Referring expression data
------------------------------------------------------------

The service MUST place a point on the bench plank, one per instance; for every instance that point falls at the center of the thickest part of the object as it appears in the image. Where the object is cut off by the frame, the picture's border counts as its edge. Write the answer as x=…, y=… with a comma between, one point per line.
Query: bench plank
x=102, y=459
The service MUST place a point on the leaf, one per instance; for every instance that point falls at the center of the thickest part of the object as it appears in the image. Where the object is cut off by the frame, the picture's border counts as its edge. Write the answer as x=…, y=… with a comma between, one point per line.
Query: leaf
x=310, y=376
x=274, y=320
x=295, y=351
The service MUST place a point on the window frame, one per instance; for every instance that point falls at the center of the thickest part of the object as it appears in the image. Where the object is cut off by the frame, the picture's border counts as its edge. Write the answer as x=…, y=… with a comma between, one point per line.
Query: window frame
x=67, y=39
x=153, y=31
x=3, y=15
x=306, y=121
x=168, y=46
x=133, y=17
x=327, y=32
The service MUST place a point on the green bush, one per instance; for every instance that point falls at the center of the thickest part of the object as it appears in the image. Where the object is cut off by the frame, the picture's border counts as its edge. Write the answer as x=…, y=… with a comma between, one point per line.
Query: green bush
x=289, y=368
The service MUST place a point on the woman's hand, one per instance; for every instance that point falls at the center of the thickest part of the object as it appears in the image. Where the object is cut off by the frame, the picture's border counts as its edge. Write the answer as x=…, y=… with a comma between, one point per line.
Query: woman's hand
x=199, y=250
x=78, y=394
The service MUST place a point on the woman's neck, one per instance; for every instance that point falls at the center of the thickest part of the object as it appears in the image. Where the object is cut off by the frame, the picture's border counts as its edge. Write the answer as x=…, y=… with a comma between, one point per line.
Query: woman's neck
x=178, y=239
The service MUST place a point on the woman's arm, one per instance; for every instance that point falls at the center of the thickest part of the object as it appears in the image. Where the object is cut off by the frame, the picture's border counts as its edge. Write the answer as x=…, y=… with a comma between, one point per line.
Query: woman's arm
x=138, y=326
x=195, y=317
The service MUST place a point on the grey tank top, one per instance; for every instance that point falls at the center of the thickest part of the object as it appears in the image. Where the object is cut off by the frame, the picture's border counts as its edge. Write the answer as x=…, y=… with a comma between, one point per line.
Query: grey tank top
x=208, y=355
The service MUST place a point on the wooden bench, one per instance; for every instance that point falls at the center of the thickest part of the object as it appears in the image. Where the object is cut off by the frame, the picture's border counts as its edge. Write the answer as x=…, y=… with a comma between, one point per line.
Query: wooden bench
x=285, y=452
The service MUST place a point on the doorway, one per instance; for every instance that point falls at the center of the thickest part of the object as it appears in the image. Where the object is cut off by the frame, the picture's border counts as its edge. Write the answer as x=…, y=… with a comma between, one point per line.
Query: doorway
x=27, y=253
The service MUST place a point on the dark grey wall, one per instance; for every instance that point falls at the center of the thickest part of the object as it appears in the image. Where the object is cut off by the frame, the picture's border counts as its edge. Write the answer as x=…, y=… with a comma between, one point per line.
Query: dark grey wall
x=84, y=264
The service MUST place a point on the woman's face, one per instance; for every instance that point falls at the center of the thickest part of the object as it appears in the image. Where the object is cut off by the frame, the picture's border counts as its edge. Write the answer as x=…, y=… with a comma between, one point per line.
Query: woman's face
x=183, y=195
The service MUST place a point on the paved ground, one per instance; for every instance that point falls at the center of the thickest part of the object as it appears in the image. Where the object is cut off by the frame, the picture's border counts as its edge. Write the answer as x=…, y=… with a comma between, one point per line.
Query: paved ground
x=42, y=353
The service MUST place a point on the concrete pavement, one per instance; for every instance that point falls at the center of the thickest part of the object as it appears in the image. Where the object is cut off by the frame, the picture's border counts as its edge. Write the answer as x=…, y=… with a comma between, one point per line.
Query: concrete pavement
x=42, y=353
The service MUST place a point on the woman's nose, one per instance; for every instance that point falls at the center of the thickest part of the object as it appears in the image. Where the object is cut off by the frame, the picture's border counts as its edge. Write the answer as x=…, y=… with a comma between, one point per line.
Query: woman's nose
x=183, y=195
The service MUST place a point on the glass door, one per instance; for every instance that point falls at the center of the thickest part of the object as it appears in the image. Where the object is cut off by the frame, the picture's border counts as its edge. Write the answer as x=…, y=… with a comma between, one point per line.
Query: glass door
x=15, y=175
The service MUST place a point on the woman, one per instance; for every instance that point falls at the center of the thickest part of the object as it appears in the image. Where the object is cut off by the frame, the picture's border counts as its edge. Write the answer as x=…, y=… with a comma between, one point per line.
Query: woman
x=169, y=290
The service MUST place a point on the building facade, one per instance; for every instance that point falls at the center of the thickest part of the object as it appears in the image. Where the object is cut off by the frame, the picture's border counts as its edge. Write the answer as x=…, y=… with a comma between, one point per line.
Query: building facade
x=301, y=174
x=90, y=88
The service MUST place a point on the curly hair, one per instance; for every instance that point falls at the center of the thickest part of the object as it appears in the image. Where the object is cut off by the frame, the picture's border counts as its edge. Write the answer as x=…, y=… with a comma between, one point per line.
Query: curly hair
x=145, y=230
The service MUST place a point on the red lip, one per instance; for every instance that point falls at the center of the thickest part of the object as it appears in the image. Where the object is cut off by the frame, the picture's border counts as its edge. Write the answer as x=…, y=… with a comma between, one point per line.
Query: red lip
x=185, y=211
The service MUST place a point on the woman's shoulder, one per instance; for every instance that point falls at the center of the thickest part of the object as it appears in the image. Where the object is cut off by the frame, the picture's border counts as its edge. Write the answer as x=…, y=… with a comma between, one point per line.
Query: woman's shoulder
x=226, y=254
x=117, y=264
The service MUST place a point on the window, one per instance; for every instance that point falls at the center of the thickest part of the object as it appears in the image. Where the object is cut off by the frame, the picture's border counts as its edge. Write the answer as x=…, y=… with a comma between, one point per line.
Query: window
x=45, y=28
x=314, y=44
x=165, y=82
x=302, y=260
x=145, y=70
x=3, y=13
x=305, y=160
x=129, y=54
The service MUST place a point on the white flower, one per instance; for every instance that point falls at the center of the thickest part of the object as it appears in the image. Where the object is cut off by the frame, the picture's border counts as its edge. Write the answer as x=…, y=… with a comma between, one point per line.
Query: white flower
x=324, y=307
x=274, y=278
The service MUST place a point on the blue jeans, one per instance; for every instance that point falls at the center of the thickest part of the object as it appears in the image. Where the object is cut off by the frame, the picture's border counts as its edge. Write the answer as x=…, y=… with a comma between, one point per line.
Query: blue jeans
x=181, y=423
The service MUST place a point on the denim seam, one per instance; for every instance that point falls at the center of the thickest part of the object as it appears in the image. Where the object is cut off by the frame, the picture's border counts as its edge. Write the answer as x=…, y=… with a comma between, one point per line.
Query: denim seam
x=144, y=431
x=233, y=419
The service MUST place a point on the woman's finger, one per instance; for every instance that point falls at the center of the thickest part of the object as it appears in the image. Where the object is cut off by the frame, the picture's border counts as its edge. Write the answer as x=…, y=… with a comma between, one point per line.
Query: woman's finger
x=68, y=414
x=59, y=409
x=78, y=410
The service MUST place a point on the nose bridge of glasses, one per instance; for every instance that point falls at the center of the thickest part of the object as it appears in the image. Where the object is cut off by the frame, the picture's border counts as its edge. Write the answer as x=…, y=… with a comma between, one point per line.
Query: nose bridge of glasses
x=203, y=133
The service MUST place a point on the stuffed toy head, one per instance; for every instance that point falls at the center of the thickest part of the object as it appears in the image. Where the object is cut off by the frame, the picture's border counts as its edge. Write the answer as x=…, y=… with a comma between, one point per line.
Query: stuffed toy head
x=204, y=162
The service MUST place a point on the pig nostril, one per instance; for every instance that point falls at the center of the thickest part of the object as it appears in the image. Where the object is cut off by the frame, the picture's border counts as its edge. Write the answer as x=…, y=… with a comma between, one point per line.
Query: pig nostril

------------------------------------------------------------

Action item: Look for the string "nostril" in the records, and copy every line where it is found.

Solution for this task:
The service MUST place a point on the pig nostril, one per instance; for every instance that point falls at the center of the thickest part of the object as it appears in the image. Where the object is cut off by the frame, the picture's border counts as its edge. Write the answer as x=…, y=… with a comma between, one point per line.
Query: pig nostril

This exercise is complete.